**WORK INSTRUCTIONS**
Exact transcription of the data below is required, without the images.

**DATA SHOWN**
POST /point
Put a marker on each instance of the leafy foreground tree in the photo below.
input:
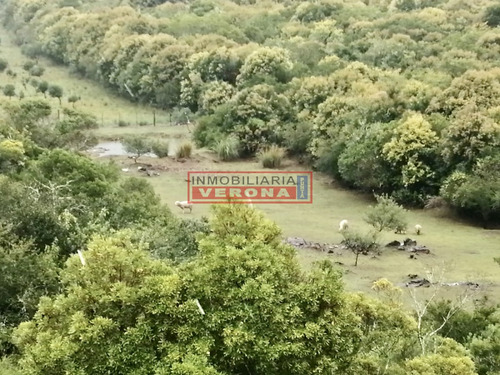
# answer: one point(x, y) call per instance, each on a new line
point(123, 312)
point(243, 306)
point(387, 215)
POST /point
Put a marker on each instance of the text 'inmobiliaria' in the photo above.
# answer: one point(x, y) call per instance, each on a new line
point(250, 187)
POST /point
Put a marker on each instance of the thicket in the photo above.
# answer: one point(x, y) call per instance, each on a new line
point(391, 97)
point(53, 200)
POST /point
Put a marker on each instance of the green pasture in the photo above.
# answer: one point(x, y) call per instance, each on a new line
point(108, 107)
point(464, 251)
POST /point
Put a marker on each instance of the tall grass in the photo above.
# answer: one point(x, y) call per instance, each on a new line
point(228, 148)
point(272, 157)
point(184, 150)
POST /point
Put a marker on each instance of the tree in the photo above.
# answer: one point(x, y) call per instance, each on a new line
point(360, 243)
point(427, 335)
point(387, 215)
point(450, 358)
point(469, 136)
point(11, 153)
point(73, 99)
point(9, 90)
point(43, 86)
point(56, 91)
point(137, 146)
point(242, 306)
point(492, 16)
point(3, 64)
point(412, 154)
point(26, 276)
point(485, 350)
point(266, 61)
point(476, 192)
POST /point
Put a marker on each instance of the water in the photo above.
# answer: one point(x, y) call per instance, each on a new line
point(114, 149)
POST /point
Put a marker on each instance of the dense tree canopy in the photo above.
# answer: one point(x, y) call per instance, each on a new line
point(342, 69)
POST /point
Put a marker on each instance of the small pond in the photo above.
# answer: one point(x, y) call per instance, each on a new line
point(113, 149)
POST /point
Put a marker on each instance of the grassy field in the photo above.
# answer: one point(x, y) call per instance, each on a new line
point(108, 107)
point(464, 251)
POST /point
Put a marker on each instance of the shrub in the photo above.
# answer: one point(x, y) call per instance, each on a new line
point(28, 65)
point(136, 145)
point(360, 243)
point(272, 157)
point(160, 148)
point(184, 150)
point(3, 65)
point(492, 16)
point(387, 215)
point(123, 123)
point(228, 148)
point(297, 138)
point(37, 71)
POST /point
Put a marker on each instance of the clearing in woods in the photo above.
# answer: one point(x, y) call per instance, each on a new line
point(466, 252)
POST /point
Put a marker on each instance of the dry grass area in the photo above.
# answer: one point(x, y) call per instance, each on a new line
point(464, 251)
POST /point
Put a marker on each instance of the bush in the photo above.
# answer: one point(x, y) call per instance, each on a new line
point(297, 138)
point(37, 71)
point(228, 148)
point(28, 65)
point(3, 65)
point(160, 148)
point(387, 215)
point(184, 150)
point(360, 243)
point(123, 123)
point(492, 16)
point(272, 157)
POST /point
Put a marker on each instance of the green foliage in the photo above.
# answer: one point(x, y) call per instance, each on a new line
point(360, 243)
point(485, 350)
point(9, 90)
point(360, 163)
point(36, 71)
point(3, 65)
point(387, 215)
point(272, 157)
point(476, 192)
point(12, 153)
point(469, 136)
point(160, 148)
point(228, 148)
point(184, 150)
point(43, 86)
point(73, 99)
point(136, 145)
point(297, 138)
point(492, 16)
point(26, 276)
point(463, 325)
point(55, 91)
point(260, 312)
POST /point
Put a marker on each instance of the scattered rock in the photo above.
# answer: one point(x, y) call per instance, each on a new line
point(394, 243)
point(420, 249)
point(418, 283)
point(462, 283)
point(409, 242)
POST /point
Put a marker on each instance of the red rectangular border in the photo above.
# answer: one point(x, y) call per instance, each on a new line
point(310, 173)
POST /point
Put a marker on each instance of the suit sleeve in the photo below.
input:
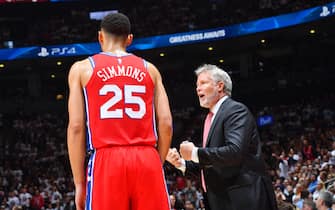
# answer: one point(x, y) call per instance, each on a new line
point(192, 169)
point(237, 128)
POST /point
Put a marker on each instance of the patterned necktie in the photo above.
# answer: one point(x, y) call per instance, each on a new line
point(207, 126)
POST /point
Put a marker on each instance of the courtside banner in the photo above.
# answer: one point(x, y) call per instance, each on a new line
point(246, 28)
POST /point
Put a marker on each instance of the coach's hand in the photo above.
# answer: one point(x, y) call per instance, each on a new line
point(174, 158)
point(186, 148)
point(80, 196)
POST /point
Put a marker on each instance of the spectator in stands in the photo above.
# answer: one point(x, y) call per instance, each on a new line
point(307, 150)
point(37, 201)
point(309, 205)
point(324, 201)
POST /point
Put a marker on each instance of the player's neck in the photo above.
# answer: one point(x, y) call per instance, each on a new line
point(115, 48)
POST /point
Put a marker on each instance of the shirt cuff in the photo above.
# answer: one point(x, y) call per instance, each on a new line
point(195, 157)
point(183, 166)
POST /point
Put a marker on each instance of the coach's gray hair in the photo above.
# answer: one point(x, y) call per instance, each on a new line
point(217, 75)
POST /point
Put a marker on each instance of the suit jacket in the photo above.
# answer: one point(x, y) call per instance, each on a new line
point(234, 171)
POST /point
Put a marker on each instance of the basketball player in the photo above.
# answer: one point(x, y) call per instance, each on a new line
point(125, 103)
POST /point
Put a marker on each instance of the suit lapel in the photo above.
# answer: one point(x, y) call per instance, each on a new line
point(216, 119)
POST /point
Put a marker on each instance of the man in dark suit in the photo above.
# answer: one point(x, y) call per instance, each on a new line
point(232, 170)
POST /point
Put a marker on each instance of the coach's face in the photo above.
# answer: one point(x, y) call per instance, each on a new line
point(209, 91)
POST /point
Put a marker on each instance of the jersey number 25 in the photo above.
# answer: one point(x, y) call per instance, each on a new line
point(128, 97)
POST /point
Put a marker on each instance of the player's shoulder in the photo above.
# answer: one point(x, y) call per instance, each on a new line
point(82, 64)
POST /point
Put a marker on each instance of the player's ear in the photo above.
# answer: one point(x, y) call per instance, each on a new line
point(129, 39)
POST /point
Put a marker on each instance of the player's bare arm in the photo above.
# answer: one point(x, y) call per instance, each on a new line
point(76, 132)
point(163, 113)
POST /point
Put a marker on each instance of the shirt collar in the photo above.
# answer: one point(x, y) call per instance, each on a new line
point(216, 107)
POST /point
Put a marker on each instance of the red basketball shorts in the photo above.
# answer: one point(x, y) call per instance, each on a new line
point(126, 178)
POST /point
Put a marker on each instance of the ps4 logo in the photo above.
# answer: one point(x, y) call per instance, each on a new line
point(57, 51)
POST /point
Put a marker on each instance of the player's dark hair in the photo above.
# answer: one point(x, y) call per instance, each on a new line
point(116, 24)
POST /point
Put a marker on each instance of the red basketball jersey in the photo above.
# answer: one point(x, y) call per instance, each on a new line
point(119, 102)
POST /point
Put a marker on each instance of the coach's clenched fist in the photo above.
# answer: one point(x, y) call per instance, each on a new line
point(186, 149)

**REPLY TO THE EXERCISE**
POST /point
Put a marker on each instance of the leafy foreground tree in the photo below.
input:
# answer: one point(x, y) call per instance, each on a new line
point(123, 312)
point(243, 306)
point(387, 215)
POST /point
Put a marker on each instance of the text 'inmobiliaria' in the photo above.
# answer: one point(x, y) call per instance, each on a new line
point(250, 187)
POST /point
Put a marker on each instance of the thicket in the photo above.
# answer: one point(x, y) call per instance, each on a new line
point(391, 97)
point(53, 200)
POST /point
Put a marker on each instance of the green pasture in the photo above.
# answer: one point(x, y) call per instance, each on a new line
point(108, 107)
point(464, 251)
POST /point
Put a marker on each instance of the tall grass in the photo above.
# answer: one point(x, y) call per instance, each on a new line
point(228, 148)
point(272, 157)
point(184, 150)
POST /point
Put a marker on each instance of the tree in the photo above.
# answer: one point(x, y) call per instance, each on a new line
point(360, 243)
point(427, 335)
point(387, 215)
point(450, 358)
point(469, 136)
point(11, 153)
point(73, 99)
point(9, 90)
point(43, 86)
point(56, 91)
point(137, 146)
point(242, 306)
point(492, 16)
point(3, 64)
point(412, 154)
point(26, 276)
point(485, 350)
point(266, 61)
point(476, 192)
POST /point
Put a marker on each instance of the water in the photo above.
# answer: one point(x, y) call per instance, each on a new line
point(114, 149)
POST /point
Put a marker on each instance of the dense tree canopy in the photo above.
# answer: one point(x, y) call per instance, each on a new line
point(342, 69)
POST /point
Put a marker on each instance of the small pond in the photo above.
# answer: one point(x, y) call per instance, each on a new line
point(113, 149)
POST /point
Put a marker on each instance of the grassy field in the photo above.
# answer: one point(x, y) call per instance, each on a new line
point(108, 107)
point(464, 251)
POST /point
Put a marker on each instance of the shrub in the photo above.
# answer: one point(x, y) call per instance, each on a new line
point(28, 65)
point(136, 145)
point(360, 243)
point(272, 157)
point(160, 148)
point(184, 150)
point(3, 65)
point(492, 16)
point(387, 215)
point(123, 123)
point(228, 148)
point(297, 138)
point(37, 71)
POST /point
Put a marker on each instance of the clearing in woods in the photo above.
# answer: one point(x, y) call per instance, each on a new line
point(466, 252)
POST /point
Put a marker on each instance of the dry grass area in the photo above.
# answer: one point(x, y) call per instance, each on a new line
point(464, 251)
POST /point
Put a marker on each instance of the bush in the photo above.
# answer: one point(x, y) call per instance, each on a new line
point(297, 138)
point(37, 71)
point(228, 148)
point(28, 65)
point(3, 65)
point(160, 148)
point(387, 215)
point(184, 150)
point(360, 243)
point(123, 123)
point(492, 16)
point(272, 157)
POST /point
Put a marker on each instance of the green foliage in the photo above.
# answer: one point(x, y) call per instance, each on a new line
point(360, 243)
point(485, 350)
point(9, 90)
point(360, 163)
point(36, 71)
point(3, 65)
point(387, 215)
point(272, 157)
point(476, 192)
point(12, 153)
point(469, 136)
point(160, 148)
point(228, 148)
point(184, 150)
point(43, 86)
point(73, 99)
point(136, 145)
point(297, 138)
point(492, 16)
point(26, 276)
point(463, 325)
point(55, 91)
point(260, 312)
POST /point
Put a marker on each instance of the scattered rock in the photo above.
# answer: one point(x, y) call per instance, each on a new line
point(394, 243)
point(420, 249)
point(418, 283)
point(462, 283)
point(409, 242)
POST /point
Put a marker on each instance of the red rectangular border in the photo above.
# answer: one point(x, y) call per instance, each on a new line
point(310, 173)
POST /point
Put a marker on each instance of the suit sleeve in the photo below.
input:
# answer: one point(x, y) call per instance, each on a new line
point(192, 169)
point(237, 128)
POST /point
Put a marker on each instance of the patterned necktie in the photo above.
# answer: one point(x, y) call per instance, each on a new line
point(207, 126)
POST /point
Put a marker on each instance of the courtside banner in the photo above.
# answer: one point(x, y) call per instance, each on a new line
point(246, 28)
POST /point
Put a marker on each instance of the coach's hand in the photo above.
# answer: one point(x, y) call per instance, each on a new line
point(174, 158)
point(186, 148)
point(80, 196)
POST /point
Put a marker on each instance of the spectator in stands in the photo above.
# answer: one point(x, y) call per instance, each on a new line
point(307, 150)
point(37, 201)
point(309, 205)
point(324, 201)
POST /point
Put a marker on each instance of the player's neck in the photo above.
# answer: one point(x, y) call per instance, each on a new line
point(115, 48)
POST /point
Put a marker on each instance of the shirt cuff in the photo above.
# answer: one point(x, y) call per instance, each on a new line
point(195, 157)
point(183, 166)
POST /point
Put a marker on each instance of the coach's gray hair in the photo above.
# answer: one point(x, y) call per instance, each on a new line
point(217, 75)
POST /point
Put a marker on each instance of the suit jacket in the photo above.
# answer: one point(x, y) call per instance, each on a new line
point(234, 171)
POST /point
Put a marker on each instance of the basketball player in the photo above.
# answer: one point(x, y) call per instance, each on a new line
point(125, 103)
POST /point
Put a marker on each instance of the suit lapel in the photo above.
# answer: one point(x, y) call per instance, each on a new line
point(216, 119)
POST /point
Put a marker on each instance of the man in dark suit in the photo above.
# answer: one point(x, y) call per instance, each on a new line
point(232, 170)
POST /point
Put a marker on each instance of the coach's face in the photo above.
# answer: one point(x, y) call per instance, each on a new line
point(209, 91)
POST /point
Put a marker on each instance of the jersey number 25 in the photo above.
# answer: one point(x, y) call per instance, each on a new line
point(128, 97)
POST /point
Put a marker on each instance of the player's shoulder in the photo above.
# answer: one point(x, y) call per instance, each on a new line
point(82, 64)
POST /point
Put a marker on each instance of the player's ear in the photo above.
# answer: one point(x, y) call per instance, each on a new line
point(129, 39)
POST /point
Put a marker on each instance of the player's bare arm in the photo above.
# answer: one point(x, y) call per instance, each on a new line
point(76, 132)
point(163, 113)
POST /point
Put a marker on each instance of the shirt collar in the photo above.
# answer: one point(x, y) call per instance, each on a new line
point(216, 107)
POST /point
Put a marker on each instance of the red basketball shorts in the photo above.
# answer: one point(x, y) call per instance, each on a new line
point(126, 178)
POST /point
Put a marker on each instance of the ps4 logo in the photo above.
# answer: one point(x, y) call per instance, each on a new line
point(57, 51)
POST /point
Put a marker on each instance of the player's dark hair in the photo above.
# answer: one point(x, y) call per instance, each on a new line
point(116, 24)
POST /point
Put a marker on each instance of the red basketball jersey in the photo above.
# answer: one point(x, y) call per instance, each on a new line
point(119, 102)
POST /point
Put a marker on each instance of the coach's clenched fist in the photo above.
# answer: one point(x, y) call per instance, each on a new line
point(186, 149)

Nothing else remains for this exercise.